MATERIAL FOR THIS EXERCISE.
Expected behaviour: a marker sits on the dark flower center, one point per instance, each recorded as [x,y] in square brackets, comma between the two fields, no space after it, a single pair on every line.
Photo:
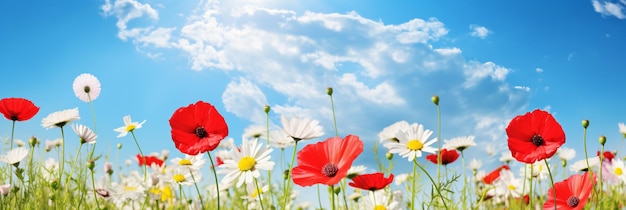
[330,170]
[201,132]
[537,140]
[573,201]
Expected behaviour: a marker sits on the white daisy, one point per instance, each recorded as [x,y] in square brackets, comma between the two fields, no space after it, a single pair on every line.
[182,176]
[616,167]
[14,156]
[459,143]
[86,87]
[380,200]
[301,128]
[193,162]
[85,134]
[412,142]
[566,153]
[622,129]
[254,132]
[388,134]
[60,118]
[5,189]
[129,126]
[245,164]
[581,165]
[280,139]
[475,164]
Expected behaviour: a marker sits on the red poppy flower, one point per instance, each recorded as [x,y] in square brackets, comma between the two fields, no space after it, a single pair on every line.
[534,136]
[571,193]
[495,174]
[371,182]
[149,160]
[326,162]
[197,128]
[18,109]
[608,155]
[447,156]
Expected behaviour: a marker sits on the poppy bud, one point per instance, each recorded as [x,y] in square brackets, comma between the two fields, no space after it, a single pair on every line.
[435,99]
[602,140]
[91,164]
[32,141]
[389,156]
[266,108]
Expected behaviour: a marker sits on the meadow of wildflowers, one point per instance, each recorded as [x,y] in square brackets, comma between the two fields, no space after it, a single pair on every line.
[243,176]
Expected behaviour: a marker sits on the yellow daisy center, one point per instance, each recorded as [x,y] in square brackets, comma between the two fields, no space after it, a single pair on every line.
[179,177]
[130,128]
[184,162]
[246,163]
[415,145]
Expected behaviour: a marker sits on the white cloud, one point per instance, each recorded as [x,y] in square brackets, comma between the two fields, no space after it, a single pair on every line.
[125,11]
[479,31]
[524,88]
[475,72]
[608,8]
[245,100]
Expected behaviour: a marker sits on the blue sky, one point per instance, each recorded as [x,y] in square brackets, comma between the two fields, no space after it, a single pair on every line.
[488,61]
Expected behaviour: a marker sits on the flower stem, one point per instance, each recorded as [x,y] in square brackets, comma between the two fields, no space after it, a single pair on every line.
[197,189]
[287,190]
[74,163]
[93,185]
[145,165]
[414,176]
[217,186]
[551,181]
[258,192]
[433,181]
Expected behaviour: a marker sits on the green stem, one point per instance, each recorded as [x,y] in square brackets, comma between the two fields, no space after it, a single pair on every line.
[332,105]
[217,186]
[197,189]
[74,163]
[413,178]
[287,190]
[433,181]
[93,185]
[145,165]
[551,181]
[438,143]
[258,192]
[332,197]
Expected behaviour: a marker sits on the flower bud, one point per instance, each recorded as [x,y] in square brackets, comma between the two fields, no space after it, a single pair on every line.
[33,141]
[91,164]
[602,140]
[389,156]
[435,99]
[266,109]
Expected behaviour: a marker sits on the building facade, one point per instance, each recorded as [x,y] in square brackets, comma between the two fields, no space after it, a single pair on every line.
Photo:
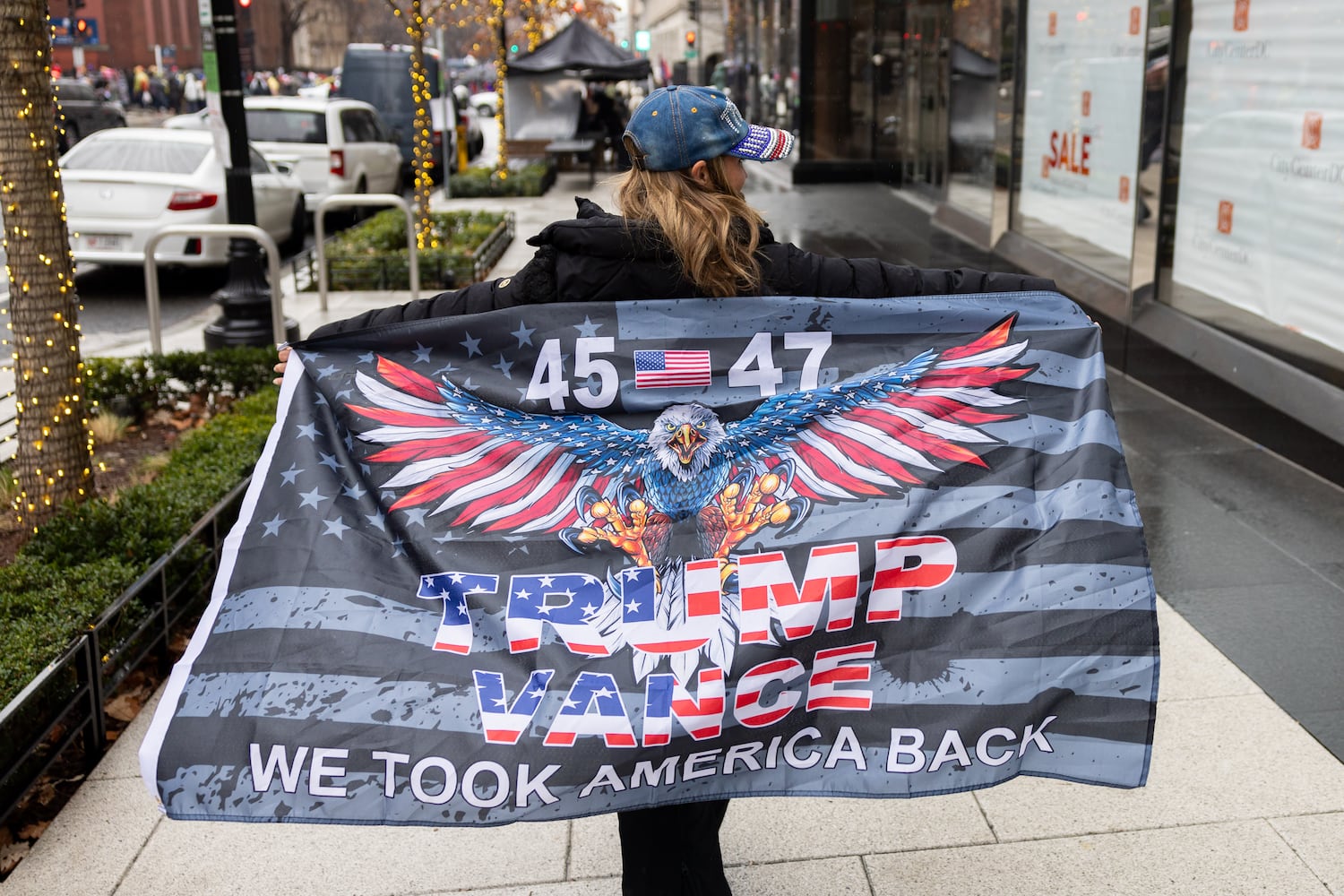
[1176,166]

ASSIGNMENT. All of the data must be given again exactly, without the pictures.

WRITTEN RESPONSE.
Expected behaviour: a marker sits on the dark flower center, one point per instance, each recorded as [x,y] in square brackets, comma between the two fields, no space after it, a single pair on every line.
Photo:
[330,170]
[201,132]
[537,140]
[573,201]
Expected behaviour: a marker sits on the white daisy, one point per instance, each recorded as [x,y] in square brackets, comma between the two fields, no space after it, a single pair on every line.
[182,176]
[616,167]
[14,156]
[459,143]
[86,87]
[380,200]
[301,128]
[193,162]
[85,134]
[412,142]
[566,153]
[622,129]
[254,132]
[388,134]
[60,118]
[5,189]
[129,126]
[245,164]
[581,165]
[280,139]
[475,164]
Expected behaviour: a marker sits on the red poppy flower, one point per instance, each recorded as [x,y] in square brackets, comma between the two fields, no space after it, a single pair on every line.
[534,136]
[571,193]
[495,174]
[371,182]
[149,160]
[326,162]
[197,128]
[18,109]
[608,155]
[447,156]
Expected behaviour: a marker sits on the poppy bud, one point per instance, each recorded as [x,y] in square brackets, comma between the two fields, no space after it, a single pair on every line.
[435,99]
[602,140]
[91,164]
[32,141]
[389,156]
[266,108]
Expected behaviour: a marker sits on the meadow of wildflowers, one point per instance, each recorded as [x,y] in square brackets, comma between the two fields, no space after it, a single pair on every line.
[243,176]
Expected behaviour: a marker sits on the yellow daisy center, one point per instance, each recorded as [x,y] in square brackets, comma between the two fields, no space after it, a single pair on every line.
[179,177]
[130,128]
[184,162]
[246,163]
[415,145]
Expected behaviour: a marker sits on the white cloud, one point per instance, each recorded as [x,y] in square brackets, comma between the two fields, no space after it, a single pair on every line.
[125,11]
[479,31]
[524,88]
[475,72]
[608,8]
[245,100]
Expected behaviour: a marker sits on the blue sky, one point per instance, each recorded as [x,y] in square brackets, comma between the two fields, no space after it, a single pair on every line.
[488,61]
Expected behaviour: a marker sits on the flower stem, one point per instance, each recorded as [x,y] in square brackets, comma between the two fields, no space after it, a single pair on every line.
[197,189]
[287,190]
[74,163]
[93,185]
[145,165]
[414,176]
[217,186]
[551,181]
[258,192]
[433,181]
Expected behaviour: a marker sits on the green stem, one point per instance, each recorded as [x,y] in square brackets, comma between the two fields, no space after it, a single pair on every line.
[332,105]
[217,186]
[197,189]
[74,163]
[413,178]
[287,190]
[433,181]
[93,185]
[145,165]
[551,181]
[438,143]
[258,192]
[332,197]
Expected behaviour: a marker sits on the flower bud, one point per instance, each recorded as [x,y] in square brackets, comma between the two fields, no space after it, a single pair on every line.
[33,141]
[91,164]
[602,140]
[389,156]
[435,99]
[266,109]
Expected behaviour: a marker sits on the building facade, one point per instance, each recorded as [x,y] in square brackets, comma between the two fields, no space after it, a single pair on every line.
Photo:
[1176,166]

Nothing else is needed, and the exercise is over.